-------- STORED DATA --------

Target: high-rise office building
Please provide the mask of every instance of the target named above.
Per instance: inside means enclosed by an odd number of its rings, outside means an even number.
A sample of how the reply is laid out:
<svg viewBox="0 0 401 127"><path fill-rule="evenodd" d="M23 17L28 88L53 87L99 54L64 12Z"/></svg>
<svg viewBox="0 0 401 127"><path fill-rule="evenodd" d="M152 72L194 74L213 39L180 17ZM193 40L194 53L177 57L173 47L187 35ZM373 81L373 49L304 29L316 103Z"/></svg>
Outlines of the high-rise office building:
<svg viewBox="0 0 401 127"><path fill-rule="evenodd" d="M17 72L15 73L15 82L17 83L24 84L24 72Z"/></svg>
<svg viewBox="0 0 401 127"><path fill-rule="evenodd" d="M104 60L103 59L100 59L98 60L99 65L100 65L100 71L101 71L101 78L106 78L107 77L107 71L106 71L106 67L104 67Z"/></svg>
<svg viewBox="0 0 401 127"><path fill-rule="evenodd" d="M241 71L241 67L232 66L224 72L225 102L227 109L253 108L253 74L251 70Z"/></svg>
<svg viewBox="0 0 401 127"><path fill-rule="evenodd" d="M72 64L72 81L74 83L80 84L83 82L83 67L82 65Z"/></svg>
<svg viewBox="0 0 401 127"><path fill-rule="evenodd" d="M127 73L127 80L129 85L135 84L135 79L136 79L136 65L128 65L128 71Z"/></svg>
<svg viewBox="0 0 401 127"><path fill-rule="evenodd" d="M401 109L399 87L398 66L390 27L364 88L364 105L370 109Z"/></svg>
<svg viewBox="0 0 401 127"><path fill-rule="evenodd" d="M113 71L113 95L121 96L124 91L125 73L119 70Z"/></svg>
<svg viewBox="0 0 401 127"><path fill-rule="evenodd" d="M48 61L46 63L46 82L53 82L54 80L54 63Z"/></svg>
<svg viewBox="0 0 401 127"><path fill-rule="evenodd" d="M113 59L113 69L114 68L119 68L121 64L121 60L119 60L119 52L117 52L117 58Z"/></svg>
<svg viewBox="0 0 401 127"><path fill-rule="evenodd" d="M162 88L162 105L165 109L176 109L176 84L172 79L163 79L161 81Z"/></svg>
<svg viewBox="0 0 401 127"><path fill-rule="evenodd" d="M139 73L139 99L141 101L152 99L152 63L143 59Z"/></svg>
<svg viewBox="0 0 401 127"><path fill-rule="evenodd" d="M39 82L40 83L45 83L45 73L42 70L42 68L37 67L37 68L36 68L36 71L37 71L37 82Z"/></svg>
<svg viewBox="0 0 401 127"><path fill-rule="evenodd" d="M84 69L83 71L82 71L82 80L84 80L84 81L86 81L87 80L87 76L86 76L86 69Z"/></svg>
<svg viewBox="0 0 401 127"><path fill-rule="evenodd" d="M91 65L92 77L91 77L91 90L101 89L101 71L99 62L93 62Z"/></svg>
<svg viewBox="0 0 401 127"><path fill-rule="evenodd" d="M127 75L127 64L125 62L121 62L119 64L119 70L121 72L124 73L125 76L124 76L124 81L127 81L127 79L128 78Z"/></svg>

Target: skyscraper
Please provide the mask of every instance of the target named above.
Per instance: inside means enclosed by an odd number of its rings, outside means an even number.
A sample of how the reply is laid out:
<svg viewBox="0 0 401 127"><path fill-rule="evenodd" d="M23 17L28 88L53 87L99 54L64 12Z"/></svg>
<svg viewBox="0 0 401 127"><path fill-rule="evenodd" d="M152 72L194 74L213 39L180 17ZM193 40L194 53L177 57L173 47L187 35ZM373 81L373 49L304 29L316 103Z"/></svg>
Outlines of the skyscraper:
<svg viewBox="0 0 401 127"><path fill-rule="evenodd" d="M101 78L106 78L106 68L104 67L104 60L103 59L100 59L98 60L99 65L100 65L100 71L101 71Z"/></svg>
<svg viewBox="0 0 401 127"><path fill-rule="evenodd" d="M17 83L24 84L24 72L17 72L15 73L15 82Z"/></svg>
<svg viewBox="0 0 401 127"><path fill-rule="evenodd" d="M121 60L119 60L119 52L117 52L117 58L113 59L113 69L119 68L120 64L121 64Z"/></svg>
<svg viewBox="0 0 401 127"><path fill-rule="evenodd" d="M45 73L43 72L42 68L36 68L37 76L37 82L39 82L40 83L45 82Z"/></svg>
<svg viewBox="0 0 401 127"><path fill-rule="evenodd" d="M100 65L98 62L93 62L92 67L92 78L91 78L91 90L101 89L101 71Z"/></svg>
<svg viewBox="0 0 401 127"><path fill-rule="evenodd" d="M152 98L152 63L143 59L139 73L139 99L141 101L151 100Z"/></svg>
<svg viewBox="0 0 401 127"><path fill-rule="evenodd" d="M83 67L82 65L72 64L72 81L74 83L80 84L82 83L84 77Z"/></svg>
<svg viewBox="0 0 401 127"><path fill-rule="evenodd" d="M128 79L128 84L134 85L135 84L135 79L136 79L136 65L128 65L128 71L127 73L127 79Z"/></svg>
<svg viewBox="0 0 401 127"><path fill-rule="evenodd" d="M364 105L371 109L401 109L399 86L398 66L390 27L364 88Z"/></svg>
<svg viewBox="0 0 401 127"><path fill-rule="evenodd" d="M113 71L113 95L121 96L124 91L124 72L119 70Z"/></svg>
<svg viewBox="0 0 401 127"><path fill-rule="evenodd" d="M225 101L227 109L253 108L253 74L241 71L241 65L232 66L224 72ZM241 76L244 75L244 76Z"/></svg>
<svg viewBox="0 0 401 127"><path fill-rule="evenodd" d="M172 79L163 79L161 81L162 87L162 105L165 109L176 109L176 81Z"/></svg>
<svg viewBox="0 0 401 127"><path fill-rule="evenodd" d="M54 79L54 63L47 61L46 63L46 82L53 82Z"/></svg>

--------

- _SET TASK_: Can you give back only the lines between the one holding "Target: skyscraper" and the one holding "52L117 52L117 58L113", inclusive, with "skyscraper" renamed to "tower block" and everything else left unchanged?

- _TASK SOLUTION_:
Target: tower block
Please provide the mask of every instance of the target named above.
Per instance: inside means enclosed by an odd number of its rings, outside means an even number.
A sample of how the reply is laid out:
<svg viewBox="0 0 401 127"><path fill-rule="evenodd" d="M23 17L28 88L53 87L99 54L64 12Z"/></svg>
<svg viewBox="0 0 401 127"><path fill-rule="evenodd" d="M152 72L194 74L213 39L180 17ZM193 40L194 53L177 57L173 47L187 35ZM373 81L373 49L304 29L316 103Z"/></svg>
Outlines of the tower block:
<svg viewBox="0 0 401 127"><path fill-rule="evenodd" d="M101 78L106 78L106 68L104 67L104 60L103 59L100 59L98 60L99 65L100 65L100 71L101 71Z"/></svg>
<svg viewBox="0 0 401 127"><path fill-rule="evenodd" d="M17 83L24 84L24 72L17 72L15 73L15 82Z"/></svg>
<svg viewBox="0 0 401 127"><path fill-rule="evenodd" d="M121 60L119 60L119 52L117 52L117 58L113 59L113 69L119 68L120 64L121 64Z"/></svg>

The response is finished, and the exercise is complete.